## INSTRUCTIONS TO FOLLOW
Transcribe the records word for word, leaving nothing out.

## SUPPLIED DATA
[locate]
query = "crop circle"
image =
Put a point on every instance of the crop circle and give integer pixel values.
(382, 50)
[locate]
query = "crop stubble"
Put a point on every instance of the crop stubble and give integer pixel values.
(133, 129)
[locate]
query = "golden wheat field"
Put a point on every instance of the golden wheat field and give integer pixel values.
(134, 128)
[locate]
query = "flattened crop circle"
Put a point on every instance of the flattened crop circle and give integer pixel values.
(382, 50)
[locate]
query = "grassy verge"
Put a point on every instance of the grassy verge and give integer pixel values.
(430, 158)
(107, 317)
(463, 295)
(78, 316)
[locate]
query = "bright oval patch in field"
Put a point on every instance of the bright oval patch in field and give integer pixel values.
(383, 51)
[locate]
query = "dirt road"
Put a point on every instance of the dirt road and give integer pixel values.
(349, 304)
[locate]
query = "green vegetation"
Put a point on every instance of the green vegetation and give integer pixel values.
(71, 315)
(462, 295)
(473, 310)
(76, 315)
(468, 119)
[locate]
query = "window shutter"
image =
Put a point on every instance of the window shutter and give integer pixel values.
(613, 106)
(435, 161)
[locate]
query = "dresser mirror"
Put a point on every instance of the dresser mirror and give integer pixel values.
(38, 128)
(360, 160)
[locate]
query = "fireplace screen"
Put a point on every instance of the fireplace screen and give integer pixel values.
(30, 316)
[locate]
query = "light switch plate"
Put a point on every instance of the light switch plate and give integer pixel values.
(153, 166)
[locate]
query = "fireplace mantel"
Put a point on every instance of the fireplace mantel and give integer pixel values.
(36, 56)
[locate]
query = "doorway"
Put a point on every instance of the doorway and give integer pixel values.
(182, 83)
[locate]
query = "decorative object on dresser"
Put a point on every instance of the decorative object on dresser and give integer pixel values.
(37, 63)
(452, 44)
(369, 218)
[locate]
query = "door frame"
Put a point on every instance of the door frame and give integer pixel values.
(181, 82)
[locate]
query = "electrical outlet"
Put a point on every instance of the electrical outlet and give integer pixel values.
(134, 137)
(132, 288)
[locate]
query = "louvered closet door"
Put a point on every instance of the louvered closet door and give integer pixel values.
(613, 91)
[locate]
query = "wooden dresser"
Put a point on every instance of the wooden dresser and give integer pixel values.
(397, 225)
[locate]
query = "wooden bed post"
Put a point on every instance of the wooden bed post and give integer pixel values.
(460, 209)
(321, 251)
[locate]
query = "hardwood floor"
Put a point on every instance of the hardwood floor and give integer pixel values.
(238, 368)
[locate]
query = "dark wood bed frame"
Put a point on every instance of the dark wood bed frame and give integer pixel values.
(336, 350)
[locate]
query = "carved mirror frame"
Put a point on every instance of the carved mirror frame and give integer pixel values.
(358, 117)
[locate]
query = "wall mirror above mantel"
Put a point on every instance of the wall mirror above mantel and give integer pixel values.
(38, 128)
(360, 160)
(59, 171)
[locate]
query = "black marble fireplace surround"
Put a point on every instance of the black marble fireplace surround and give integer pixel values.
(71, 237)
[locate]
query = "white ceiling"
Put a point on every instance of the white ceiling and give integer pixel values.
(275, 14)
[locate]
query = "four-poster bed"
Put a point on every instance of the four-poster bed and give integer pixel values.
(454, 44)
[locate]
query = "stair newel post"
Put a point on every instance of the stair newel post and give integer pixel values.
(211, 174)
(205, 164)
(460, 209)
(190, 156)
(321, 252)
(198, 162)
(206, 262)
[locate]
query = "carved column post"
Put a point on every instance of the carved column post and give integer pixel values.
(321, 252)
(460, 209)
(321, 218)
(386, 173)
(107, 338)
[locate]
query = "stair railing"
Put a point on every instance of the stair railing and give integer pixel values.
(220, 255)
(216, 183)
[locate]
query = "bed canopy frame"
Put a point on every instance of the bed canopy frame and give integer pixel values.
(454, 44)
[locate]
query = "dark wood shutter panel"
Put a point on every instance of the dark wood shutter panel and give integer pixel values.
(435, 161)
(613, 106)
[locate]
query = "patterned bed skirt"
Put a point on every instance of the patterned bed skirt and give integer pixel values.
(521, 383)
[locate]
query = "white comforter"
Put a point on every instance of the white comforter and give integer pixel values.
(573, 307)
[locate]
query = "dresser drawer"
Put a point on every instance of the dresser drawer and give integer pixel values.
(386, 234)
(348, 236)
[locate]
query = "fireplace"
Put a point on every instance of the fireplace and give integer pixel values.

## REPLY TO THE EXERCISE
[locate]
query = "crop circle"
image =
Put a point on every instance of the crop circle and give integer pixel values.
(382, 50)
[locate]
query = "crop stubble"
Put a point on every instance of the crop stubble and give integer pixel values.
(133, 129)
[locate]
query = "golden wheat field"
Put a point on every instance of the golden wheat field and give integer pixel values.
(134, 128)
[locate]
query = "flattened crop circle"
Put a point on every instance of the flattened crop circle and give integer pixel values.
(382, 50)
[locate]
query = "grassy verge"
Put a point on every instance of the grassy verge and give integer pixel values.
(430, 158)
(107, 317)
(463, 295)
(78, 316)
[locate]
query = "bright oval patch in field"
Put a point on every instance of the bright oval patch in field and give integer pixel values.
(383, 51)
[locate]
query = "dirt road"
Put a point on every instance of the dirt road and give integer pixel values.
(349, 304)
[locate]
query = "green vegetation"
Put a point on every instance of the green vegetation and give integer pixel values.
(71, 315)
(462, 295)
(473, 310)
(76, 315)
(468, 119)
[locate]
query = "window shutter"
image =
Put a point on every instance of the window shutter and give integer pixel values.
(613, 106)
(435, 161)
[locate]
query = "dresser mirror"
Put a point on every instance of the dresser mirror and give integer pixel values.
(38, 128)
(360, 160)
[locate]
query = "fireplace screen"
Put a point on every instance of the fireplace screen and give integer pixel values.
(30, 316)
[locate]
query = "light switch plate"
Put a point on every instance of the light switch plate and give integer pixel values.
(153, 166)
[locate]
query = "fireplace mantel"
Put a point on every instance of the fireplace mantel and give integer pixel values.
(36, 56)
[locate]
query = "doorway"
Put a point on every instance of the doorway and give integer pixel values.
(182, 83)
[locate]
query = "decorative object on dresser"
Put a point on every instance of the decorative object on dresser and give integer pixel values.
(37, 63)
(452, 44)
(369, 218)
[locate]
query = "door frame"
Put a point on every instance of the door frame and give integer pixel values.
(181, 82)
[locate]
query = "electrical outlet"
Put a point on every instance of the electrical outlet and give integer pixel values.
(134, 137)
(132, 288)
[locate]
query = "louvered closet door"
Put a point on every instance of the louvered closet door and give integer pixel values.
(613, 91)
[locate]
query = "wooden dresser"
Put a point on every instance of the wooden dresser and give integer pixel values.
(397, 225)
[locate]
query = "wooden bed post"
Put a point on every instance of the wooden bed post and give integer pixel values.
(460, 209)
(321, 251)
[locate]
query = "hardwood floor"
Put a point on every instance of the hardwood floor and give integer pixel values.
(238, 368)
[locate]
query = "dark wood bed frame"
Put a point on every instance of the dark wood bed frame and give integer pixel values.
(336, 350)
[locate]
query = "carved mirror frame"
Put a point on every instance of the carved mirror frame and give integer pixel values.
(358, 117)
[locate]
query = "wall mirror above mantel"
Put a point on every instance of the wall mirror above mantel and give integer pixel values.
(38, 128)
(360, 160)
(59, 171)
[locate]
query = "black marble fireplace surround"
Put a point on every instance of the black marble fireplace surround and give integer pixel values.
(71, 237)
[locate]
query = "white ceiling"
Put a point on every instance of the white ceiling and give integer pixel values.
(275, 14)
[locate]
query = "four-poster bed"
Put a point on every instance of the four-poster bed and give integer pixel values.
(454, 44)
[locate]
query = "stair newel post"
Put a point on every instance of the stair newel post and give integer pixel values.
(211, 174)
(205, 164)
(460, 209)
(190, 156)
(321, 252)
(198, 162)
(206, 262)
[locate]
query = "carved column post"
Put a point on every instance of the carved column post and give integer pixel values.
(321, 252)
(460, 209)
(321, 218)
(386, 173)
(107, 338)
[locate]
query = "stair railing"
Put a point on every instance of the stair railing and give integer pixel values.
(220, 255)
(216, 183)
[locate]
query = "bed canopy frame"
Put a point on every instance of the bed canopy frame and give integer pixel values.
(454, 44)
[locate]
query = "dark wood shutter panel"
Put a point on every instance of the dark wood shutter panel and give integer pixel values.
(435, 161)
(613, 106)
[locate]
query = "patterned bed skirt"
Put a point on every instance of the patterned bed skirt and give integer pixel values.
(521, 383)
[locate]
query = "white comforter"
Put a point on every instance of the white comforter and give integer pixel values.
(573, 307)
[locate]
query = "dresser drawer"
Put a point on every instance of the dresser drawer and give integer pixel values.
(386, 234)
(348, 236)
[locate]
query = "fireplace"
Put a point on every instance of the fireplace and give integer pixel values.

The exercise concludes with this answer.